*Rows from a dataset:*
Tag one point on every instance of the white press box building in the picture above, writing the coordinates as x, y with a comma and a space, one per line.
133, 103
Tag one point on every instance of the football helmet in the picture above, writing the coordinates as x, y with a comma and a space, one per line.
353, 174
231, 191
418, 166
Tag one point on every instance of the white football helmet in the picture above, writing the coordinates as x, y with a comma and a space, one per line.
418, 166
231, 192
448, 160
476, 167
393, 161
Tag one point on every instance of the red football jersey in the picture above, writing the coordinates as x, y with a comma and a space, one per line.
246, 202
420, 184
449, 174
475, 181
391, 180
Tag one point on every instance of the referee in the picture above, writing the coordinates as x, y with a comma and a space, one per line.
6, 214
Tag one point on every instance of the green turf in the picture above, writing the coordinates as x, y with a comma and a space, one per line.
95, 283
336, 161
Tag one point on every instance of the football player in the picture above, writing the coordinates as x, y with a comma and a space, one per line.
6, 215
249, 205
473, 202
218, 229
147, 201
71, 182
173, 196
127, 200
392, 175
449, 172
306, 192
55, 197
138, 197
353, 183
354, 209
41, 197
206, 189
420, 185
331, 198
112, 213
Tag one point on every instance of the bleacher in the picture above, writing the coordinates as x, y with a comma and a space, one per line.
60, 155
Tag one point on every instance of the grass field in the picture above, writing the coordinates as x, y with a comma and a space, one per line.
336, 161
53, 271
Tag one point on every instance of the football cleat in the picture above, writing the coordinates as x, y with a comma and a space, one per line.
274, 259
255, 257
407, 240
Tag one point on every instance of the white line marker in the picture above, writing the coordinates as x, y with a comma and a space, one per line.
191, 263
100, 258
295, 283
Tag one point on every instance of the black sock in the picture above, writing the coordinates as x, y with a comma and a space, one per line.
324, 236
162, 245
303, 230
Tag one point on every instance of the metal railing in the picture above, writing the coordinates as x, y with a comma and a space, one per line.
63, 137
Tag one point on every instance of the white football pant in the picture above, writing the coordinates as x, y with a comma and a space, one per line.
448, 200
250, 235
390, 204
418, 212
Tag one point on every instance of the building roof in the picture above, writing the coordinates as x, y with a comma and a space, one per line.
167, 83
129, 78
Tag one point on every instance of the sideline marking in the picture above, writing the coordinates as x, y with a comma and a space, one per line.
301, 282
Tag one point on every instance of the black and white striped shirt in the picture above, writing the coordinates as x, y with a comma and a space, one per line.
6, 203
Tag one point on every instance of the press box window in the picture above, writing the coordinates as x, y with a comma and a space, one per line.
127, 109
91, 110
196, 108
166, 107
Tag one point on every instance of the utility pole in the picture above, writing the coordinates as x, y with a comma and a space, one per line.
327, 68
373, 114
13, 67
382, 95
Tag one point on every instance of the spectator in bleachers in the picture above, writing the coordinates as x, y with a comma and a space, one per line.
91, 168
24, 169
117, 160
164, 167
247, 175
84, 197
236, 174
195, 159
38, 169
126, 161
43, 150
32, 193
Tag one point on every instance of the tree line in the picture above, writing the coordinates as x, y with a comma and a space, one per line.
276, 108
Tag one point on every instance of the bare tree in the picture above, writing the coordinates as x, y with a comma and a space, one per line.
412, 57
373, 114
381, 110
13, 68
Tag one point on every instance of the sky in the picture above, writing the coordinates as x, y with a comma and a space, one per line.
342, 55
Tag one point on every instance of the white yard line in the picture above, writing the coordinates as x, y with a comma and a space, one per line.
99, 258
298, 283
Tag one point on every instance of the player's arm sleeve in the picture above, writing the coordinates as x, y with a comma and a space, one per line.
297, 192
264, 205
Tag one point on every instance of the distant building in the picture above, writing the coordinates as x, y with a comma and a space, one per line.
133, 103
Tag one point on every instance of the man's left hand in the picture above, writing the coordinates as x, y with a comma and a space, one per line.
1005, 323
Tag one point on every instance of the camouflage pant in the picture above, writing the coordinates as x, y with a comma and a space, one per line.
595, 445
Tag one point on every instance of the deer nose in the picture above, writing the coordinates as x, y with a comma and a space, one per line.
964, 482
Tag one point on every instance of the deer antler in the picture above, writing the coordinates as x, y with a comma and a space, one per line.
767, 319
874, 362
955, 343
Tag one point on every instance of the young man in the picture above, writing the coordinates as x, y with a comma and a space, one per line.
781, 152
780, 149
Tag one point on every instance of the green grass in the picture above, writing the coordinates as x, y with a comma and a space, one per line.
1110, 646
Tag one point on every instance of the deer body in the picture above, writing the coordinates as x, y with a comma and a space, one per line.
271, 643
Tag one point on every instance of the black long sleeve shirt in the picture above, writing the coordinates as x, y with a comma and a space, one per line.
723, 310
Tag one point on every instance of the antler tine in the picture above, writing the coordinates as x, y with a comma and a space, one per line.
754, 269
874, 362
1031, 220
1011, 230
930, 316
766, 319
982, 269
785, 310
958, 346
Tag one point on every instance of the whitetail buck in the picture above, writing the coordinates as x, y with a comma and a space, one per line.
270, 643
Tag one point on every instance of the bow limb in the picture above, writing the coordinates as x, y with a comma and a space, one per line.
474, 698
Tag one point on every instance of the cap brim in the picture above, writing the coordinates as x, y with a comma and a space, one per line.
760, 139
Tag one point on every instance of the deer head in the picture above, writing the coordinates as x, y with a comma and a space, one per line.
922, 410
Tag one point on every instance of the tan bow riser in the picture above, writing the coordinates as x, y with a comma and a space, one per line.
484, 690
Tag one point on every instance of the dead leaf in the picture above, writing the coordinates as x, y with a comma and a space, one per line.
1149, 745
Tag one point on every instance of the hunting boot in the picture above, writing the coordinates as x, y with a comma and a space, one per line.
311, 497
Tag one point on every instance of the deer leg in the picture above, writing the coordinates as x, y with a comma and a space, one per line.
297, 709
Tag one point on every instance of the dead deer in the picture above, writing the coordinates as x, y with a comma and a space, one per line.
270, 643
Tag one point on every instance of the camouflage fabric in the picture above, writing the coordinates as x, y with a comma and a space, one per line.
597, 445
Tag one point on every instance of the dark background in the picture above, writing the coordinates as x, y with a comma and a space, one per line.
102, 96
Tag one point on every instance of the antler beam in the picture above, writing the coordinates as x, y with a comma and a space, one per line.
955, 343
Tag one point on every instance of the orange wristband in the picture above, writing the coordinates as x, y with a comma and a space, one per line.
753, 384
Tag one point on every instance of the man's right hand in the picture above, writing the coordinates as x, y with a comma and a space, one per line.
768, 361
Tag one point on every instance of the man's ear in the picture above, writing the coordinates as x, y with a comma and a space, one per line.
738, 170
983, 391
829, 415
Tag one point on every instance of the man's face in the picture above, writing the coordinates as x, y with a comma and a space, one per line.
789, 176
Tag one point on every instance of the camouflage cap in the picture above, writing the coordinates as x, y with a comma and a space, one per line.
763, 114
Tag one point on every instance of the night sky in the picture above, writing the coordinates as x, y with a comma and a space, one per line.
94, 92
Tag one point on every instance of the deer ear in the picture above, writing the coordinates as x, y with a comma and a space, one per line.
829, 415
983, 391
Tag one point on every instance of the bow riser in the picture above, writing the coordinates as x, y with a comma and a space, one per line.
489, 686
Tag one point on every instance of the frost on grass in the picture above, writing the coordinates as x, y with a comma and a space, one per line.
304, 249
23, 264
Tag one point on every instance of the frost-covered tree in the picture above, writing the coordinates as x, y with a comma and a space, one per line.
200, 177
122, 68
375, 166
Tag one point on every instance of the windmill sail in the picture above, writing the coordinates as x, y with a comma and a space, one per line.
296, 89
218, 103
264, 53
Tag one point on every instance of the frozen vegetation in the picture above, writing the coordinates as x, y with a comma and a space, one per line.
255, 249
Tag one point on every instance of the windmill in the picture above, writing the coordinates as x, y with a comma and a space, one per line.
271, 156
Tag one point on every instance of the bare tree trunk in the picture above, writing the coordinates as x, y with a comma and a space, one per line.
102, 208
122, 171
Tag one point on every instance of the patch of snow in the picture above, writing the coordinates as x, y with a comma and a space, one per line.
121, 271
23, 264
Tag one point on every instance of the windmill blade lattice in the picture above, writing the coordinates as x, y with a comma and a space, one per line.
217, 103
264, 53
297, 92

*Problem details:* Copy, character for character, the lines from the line that holds "Tag one point on every instance of the deer ear" through the final line of the records above.

*Result below:*
Tag one point on every instance of the deer ear in the picture above, writing the coordinates as x, y with a comma and a space, one per line.
829, 415
983, 391
Tag one point on every instance of the bow riser in the picture above, writing the coordinates as x, y with a comma and a space, one per line.
489, 686
Tag one point on every instance of the frost on grass in the picture above, writing the coordinates as x, y with a comma and a space, one per line.
304, 249
23, 264
Tag one point on every instance of the frost-covered tree in the picture above, writing the coordinates as x, y with a comma and a space, one per line.
200, 177
122, 68
375, 166
Tag one point on every instance of the windmill sail in the picture above, writing the coordinates as x, y with a comma and a space, one per line.
296, 89
218, 103
264, 53
Tag one point on every instance of the frozen vegetation in the picture above, writing the coordinates as x, y with a comma and a space, one per line.
255, 249
Tag one point on every instance of the windmill in the picture above, writing the coordinates as x, y with a comma and a space, one per line.
271, 156
Tag one point on every instance of the bare tree trunk in the picture above, writing the coordinates as x, y with a comma and a space, one per line.
102, 208
122, 171
Tag one point on every instance of the patch of snow in the picture above, writing the coordinates as x, y with a comma and a space, one per line.
121, 271
23, 264
Tag one point on every instance of the windmill blade lattice in the picture above, writing the coordinates as x, y with a comma and a space, one per line.
217, 103
264, 53
297, 92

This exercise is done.